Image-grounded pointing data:
========

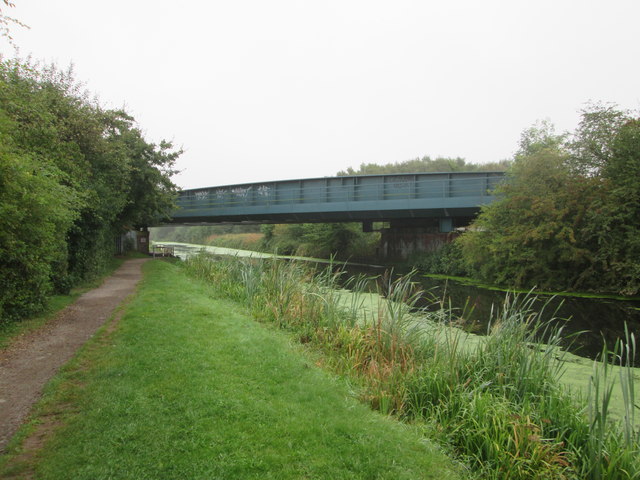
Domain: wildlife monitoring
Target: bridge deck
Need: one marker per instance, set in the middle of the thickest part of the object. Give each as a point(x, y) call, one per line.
point(337, 199)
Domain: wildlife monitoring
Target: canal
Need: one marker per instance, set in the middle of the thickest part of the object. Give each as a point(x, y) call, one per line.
point(587, 322)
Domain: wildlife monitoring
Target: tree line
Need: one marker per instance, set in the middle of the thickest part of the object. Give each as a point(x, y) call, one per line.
point(73, 177)
point(568, 215)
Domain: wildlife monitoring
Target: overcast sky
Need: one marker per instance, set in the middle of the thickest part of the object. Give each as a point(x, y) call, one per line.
point(266, 90)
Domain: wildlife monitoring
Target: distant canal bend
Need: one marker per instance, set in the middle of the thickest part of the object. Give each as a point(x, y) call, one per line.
point(599, 319)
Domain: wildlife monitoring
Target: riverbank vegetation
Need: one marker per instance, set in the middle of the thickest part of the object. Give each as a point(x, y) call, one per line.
point(568, 215)
point(188, 386)
point(74, 176)
point(496, 401)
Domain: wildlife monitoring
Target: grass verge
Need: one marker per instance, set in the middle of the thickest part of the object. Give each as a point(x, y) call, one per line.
point(190, 387)
point(497, 400)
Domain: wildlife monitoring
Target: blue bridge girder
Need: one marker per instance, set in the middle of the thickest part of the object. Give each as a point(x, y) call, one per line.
point(362, 198)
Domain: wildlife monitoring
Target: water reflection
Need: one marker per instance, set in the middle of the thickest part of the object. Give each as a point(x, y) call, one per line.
point(599, 319)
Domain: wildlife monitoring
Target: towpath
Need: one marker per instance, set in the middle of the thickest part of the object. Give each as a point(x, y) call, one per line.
point(31, 360)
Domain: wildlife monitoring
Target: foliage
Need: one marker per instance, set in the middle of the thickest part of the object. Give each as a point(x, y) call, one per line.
point(74, 177)
point(6, 22)
point(568, 215)
point(424, 164)
point(321, 240)
point(496, 400)
point(447, 260)
point(190, 387)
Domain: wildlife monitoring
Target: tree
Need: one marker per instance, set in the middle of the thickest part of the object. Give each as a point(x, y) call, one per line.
point(568, 215)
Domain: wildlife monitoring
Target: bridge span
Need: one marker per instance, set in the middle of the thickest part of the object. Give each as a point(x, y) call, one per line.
point(441, 200)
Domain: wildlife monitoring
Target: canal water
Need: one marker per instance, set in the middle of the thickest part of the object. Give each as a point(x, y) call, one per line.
point(592, 320)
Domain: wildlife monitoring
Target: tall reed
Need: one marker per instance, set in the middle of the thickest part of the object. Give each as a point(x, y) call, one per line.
point(496, 400)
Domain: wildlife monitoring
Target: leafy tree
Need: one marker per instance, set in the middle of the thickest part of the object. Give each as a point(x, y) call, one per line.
point(74, 177)
point(568, 215)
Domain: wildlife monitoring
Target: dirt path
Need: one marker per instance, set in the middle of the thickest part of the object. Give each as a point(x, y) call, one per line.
point(30, 361)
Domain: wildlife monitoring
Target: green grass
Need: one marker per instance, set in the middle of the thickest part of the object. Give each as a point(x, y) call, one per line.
point(189, 387)
point(496, 400)
point(13, 329)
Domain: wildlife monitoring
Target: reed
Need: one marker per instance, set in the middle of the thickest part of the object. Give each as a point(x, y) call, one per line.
point(495, 400)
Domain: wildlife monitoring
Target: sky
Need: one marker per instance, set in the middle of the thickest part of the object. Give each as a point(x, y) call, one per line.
point(270, 90)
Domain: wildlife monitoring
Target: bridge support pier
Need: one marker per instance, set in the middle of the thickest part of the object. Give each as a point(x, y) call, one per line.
point(142, 240)
point(404, 238)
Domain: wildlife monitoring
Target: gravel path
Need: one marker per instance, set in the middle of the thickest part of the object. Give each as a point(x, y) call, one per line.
point(31, 360)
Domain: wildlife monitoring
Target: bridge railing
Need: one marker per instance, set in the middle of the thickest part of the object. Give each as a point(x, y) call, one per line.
point(341, 189)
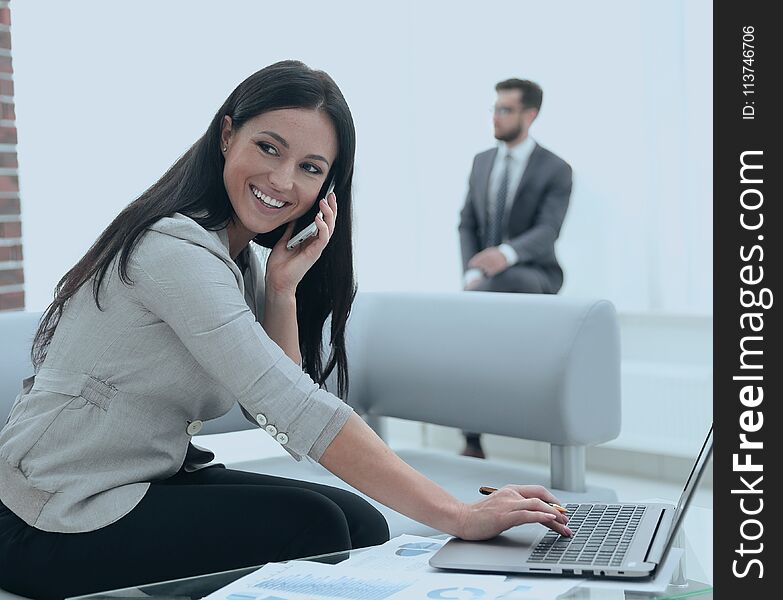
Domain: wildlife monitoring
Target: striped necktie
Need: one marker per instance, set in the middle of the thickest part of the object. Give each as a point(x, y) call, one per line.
point(496, 213)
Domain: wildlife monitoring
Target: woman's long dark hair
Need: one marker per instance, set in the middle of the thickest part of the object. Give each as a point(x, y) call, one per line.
point(194, 187)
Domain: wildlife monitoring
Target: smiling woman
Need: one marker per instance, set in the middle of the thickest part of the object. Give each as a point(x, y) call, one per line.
point(169, 320)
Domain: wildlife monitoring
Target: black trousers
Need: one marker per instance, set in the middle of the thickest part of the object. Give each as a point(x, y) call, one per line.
point(214, 519)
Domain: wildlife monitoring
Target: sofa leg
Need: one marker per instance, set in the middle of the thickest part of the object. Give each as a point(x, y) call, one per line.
point(567, 467)
point(376, 423)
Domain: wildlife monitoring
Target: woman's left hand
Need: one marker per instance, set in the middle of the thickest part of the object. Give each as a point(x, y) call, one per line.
point(286, 268)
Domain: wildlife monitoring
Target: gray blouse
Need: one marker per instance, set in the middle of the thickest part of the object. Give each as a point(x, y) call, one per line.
point(122, 389)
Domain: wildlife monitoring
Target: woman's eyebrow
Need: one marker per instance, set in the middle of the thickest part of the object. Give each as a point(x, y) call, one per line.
point(284, 143)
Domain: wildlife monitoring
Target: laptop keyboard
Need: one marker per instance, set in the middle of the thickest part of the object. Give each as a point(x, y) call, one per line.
point(602, 535)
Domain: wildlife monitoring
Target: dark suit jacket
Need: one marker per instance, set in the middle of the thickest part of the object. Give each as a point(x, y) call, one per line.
point(537, 211)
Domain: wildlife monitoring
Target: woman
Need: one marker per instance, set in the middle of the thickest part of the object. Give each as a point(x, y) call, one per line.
point(167, 321)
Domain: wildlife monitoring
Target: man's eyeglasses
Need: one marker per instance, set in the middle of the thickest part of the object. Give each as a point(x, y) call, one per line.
point(504, 111)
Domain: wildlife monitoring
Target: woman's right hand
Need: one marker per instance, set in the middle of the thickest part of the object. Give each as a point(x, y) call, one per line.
point(508, 507)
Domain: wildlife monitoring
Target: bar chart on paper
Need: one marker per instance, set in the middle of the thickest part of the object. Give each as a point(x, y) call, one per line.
point(349, 588)
point(305, 580)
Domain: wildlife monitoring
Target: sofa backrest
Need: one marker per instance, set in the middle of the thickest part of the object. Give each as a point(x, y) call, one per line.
point(538, 367)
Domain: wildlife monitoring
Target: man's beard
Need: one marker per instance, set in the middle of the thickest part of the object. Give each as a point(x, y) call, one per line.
point(509, 135)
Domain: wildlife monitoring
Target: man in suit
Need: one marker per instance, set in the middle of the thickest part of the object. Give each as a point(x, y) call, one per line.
point(518, 194)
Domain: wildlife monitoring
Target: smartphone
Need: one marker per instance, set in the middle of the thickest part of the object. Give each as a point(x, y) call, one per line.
point(268, 240)
point(311, 229)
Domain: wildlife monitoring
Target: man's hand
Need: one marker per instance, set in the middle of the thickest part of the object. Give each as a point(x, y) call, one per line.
point(491, 261)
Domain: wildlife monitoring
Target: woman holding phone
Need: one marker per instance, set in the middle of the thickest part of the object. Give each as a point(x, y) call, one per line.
point(168, 320)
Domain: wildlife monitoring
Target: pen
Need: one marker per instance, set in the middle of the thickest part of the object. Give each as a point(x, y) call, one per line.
point(486, 490)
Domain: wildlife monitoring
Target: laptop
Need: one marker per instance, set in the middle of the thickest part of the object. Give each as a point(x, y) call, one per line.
point(610, 540)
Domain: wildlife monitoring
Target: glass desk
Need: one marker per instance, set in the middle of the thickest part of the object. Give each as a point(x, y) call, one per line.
point(694, 581)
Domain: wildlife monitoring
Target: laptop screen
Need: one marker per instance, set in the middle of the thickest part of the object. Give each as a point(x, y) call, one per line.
point(690, 486)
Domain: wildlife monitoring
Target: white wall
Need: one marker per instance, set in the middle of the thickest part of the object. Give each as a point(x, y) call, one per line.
point(109, 94)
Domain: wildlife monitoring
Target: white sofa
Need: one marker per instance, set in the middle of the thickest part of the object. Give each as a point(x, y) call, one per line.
point(536, 367)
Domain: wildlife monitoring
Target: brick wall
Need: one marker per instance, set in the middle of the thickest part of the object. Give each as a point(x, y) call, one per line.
point(11, 272)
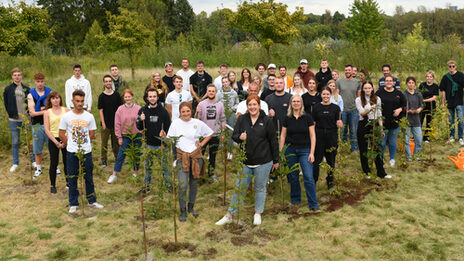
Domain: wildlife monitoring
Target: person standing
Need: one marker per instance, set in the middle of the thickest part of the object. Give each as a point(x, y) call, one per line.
point(324, 75)
point(257, 131)
point(14, 99)
point(349, 88)
point(77, 129)
point(393, 102)
point(451, 86)
point(326, 116)
point(169, 77)
point(36, 101)
point(414, 107)
point(78, 82)
point(211, 112)
point(119, 84)
point(176, 97)
point(185, 73)
point(299, 136)
point(128, 135)
point(155, 120)
point(430, 92)
point(370, 112)
point(304, 72)
point(54, 111)
point(108, 103)
point(189, 157)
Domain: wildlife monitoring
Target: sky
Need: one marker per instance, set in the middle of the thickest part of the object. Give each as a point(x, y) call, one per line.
point(318, 6)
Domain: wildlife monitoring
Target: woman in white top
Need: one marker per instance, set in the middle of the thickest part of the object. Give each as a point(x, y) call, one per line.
point(54, 110)
point(298, 86)
point(335, 98)
point(189, 158)
point(370, 112)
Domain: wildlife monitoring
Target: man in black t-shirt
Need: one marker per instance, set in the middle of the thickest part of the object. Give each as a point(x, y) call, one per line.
point(108, 103)
point(278, 103)
point(168, 78)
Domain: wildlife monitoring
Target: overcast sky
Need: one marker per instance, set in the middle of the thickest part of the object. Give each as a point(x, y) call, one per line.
point(318, 6)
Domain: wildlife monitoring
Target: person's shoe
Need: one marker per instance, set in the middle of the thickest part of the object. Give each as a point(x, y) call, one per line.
point(392, 163)
point(112, 179)
point(224, 220)
point(13, 168)
point(257, 219)
point(183, 215)
point(73, 209)
point(37, 173)
point(191, 211)
point(95, 205)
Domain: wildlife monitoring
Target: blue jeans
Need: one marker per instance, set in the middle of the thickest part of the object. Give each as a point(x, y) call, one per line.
point(261, 174)
point(459, 110)
point(15, 129)
point(39, 138)
point(149, 166)
point(350, 121)
point(295, 156)
point(417, 134)
point(73, 173)
point(127, 142)
point(391, 136)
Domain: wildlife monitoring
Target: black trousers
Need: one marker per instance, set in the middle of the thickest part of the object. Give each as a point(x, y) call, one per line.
point(326, 146)
point(213, 145)
point(54, 159)
point(364, 137)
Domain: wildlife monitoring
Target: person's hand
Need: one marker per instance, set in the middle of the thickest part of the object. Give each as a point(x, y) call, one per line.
point(275, 166)
point(311, 158)
point(243, 136)
point(271, 113)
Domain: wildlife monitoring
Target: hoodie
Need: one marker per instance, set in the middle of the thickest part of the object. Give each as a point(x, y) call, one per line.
point(304, 75)
point(73, 84)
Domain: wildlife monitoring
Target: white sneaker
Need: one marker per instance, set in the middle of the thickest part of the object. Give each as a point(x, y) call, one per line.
point(111, 179)
point(392, 163)
point(13, 168)
point(95, 205)
point(37, 173)
point(257, 219)
point(73, 209)
point(225, 220)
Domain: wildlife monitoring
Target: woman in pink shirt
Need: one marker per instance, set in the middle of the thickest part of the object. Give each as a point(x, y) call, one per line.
point(128, 135)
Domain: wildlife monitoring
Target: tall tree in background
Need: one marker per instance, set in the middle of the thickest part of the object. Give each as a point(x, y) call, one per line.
point(267, 22)
point(20, 26)
point(366, 22)
point(127, 32)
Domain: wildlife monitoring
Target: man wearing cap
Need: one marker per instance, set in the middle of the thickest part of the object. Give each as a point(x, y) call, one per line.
point(167, 79)
point(304, 72)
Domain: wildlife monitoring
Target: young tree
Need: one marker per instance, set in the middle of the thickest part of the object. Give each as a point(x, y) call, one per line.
point(267, 22)
point(127, 32)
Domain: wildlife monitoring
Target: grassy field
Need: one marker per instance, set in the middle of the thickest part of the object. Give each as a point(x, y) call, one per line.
point(416, 215)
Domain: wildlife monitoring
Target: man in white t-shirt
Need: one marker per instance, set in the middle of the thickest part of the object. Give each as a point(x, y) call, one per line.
point(176, 97)
point(77, 129)
point(242, 108)
point(185, 73)
point(223, 73)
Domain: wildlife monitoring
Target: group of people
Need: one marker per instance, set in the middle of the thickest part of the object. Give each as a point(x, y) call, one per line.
point(267, 112)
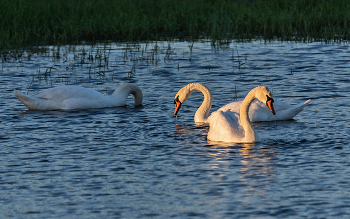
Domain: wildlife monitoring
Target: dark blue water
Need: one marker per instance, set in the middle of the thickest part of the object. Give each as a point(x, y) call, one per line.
point(143, 162)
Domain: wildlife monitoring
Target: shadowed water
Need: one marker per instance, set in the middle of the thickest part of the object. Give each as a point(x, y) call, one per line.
point(143, 162)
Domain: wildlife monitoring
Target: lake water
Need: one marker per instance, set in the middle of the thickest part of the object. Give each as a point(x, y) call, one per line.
point(143, 162)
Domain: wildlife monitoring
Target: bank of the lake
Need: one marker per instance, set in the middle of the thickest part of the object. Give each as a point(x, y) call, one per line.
point(41, 22)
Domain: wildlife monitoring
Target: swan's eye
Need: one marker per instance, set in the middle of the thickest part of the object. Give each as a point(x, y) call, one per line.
point(176, 99)
point(269, 99)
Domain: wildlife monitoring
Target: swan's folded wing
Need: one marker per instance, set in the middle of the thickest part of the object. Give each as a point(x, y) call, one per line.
point(225, 126)
point(62, 93)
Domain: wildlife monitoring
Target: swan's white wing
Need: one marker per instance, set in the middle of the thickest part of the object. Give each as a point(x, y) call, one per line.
point(62, 93)
point(225, 126)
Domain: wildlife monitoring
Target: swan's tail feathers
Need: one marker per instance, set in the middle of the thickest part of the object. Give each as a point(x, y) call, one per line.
point(293, 111)
point(26, 100)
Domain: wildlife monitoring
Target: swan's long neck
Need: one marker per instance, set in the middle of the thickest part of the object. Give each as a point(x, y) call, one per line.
point(124, 90)
point(250, 134)
point(203, 111)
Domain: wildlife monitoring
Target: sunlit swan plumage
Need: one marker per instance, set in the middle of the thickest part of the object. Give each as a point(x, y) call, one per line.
point(258, 111)
point(230, 126)
point(69, 97)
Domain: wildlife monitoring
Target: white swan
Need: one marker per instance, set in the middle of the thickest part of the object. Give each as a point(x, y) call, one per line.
point(69, 97)
point(233, 127)
point(258, 111)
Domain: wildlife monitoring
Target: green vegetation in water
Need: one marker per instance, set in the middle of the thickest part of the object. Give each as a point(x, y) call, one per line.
point(40, 22)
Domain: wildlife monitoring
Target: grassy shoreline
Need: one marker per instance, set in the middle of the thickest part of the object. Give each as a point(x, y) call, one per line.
point(40, 22)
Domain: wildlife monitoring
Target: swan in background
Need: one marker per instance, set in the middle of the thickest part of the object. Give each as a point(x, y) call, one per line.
point(230, 126)
point(69, 97)
point(258, 111)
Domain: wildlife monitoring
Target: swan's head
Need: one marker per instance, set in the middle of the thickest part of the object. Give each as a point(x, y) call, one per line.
point(264, 95)
point(182, 95)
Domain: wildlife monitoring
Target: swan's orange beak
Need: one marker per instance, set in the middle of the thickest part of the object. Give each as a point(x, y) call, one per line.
point(177, 106)
point(269, 104)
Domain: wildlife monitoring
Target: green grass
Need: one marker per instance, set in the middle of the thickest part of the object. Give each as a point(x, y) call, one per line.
point(41, 22)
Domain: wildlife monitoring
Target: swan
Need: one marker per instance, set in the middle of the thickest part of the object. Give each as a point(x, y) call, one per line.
point(230, 126)
point(258, 111)
point(69, 97)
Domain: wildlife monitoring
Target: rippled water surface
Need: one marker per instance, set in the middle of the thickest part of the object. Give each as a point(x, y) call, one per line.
point(143, 162)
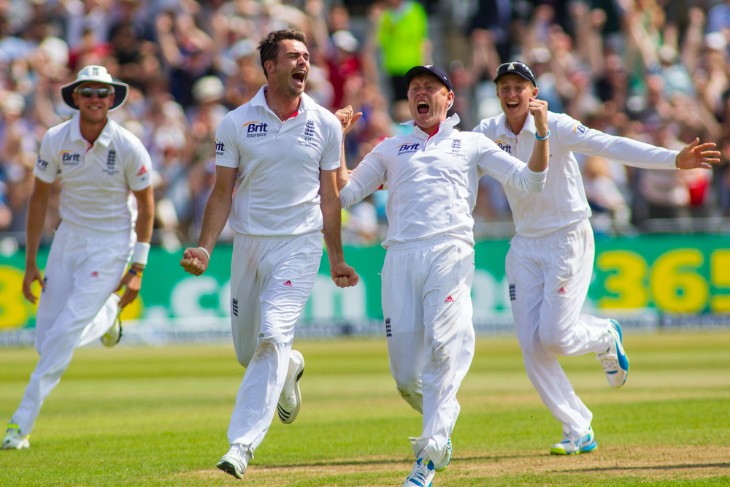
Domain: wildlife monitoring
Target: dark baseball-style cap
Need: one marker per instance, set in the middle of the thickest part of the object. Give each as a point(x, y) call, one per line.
point(520, 69)
point(439, 73)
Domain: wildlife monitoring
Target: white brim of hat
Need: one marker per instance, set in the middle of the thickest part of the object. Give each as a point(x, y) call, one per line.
point(121, 90)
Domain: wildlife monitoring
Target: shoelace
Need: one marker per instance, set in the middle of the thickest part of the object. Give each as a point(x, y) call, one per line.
point(608, 361)
point(420, 471)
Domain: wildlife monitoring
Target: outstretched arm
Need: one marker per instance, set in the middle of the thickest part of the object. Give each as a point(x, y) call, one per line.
point(694, 155)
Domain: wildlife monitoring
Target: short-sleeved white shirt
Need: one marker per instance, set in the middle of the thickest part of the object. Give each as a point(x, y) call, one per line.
point(432, 181)
point(562, 202)
point(279, 163)
point(96, 180)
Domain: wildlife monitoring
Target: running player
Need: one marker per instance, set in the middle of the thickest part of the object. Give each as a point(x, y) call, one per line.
point(279, 153)
point(550, 260)
point(104, 169)
point(431, 175)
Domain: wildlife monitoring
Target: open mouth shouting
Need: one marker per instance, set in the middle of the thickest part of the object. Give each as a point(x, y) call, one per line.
point(299, 77)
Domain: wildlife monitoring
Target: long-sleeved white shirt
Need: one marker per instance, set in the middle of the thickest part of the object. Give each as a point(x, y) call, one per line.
point(563, 201)
point(432, 181)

========

◆ **Activity**
Write out each line above that contains the word "dark".

◆ **Task output**
Target: woman's long dark hair
Target: dark suit jacket
Target: dark blue water
Target: dark baseball-style cap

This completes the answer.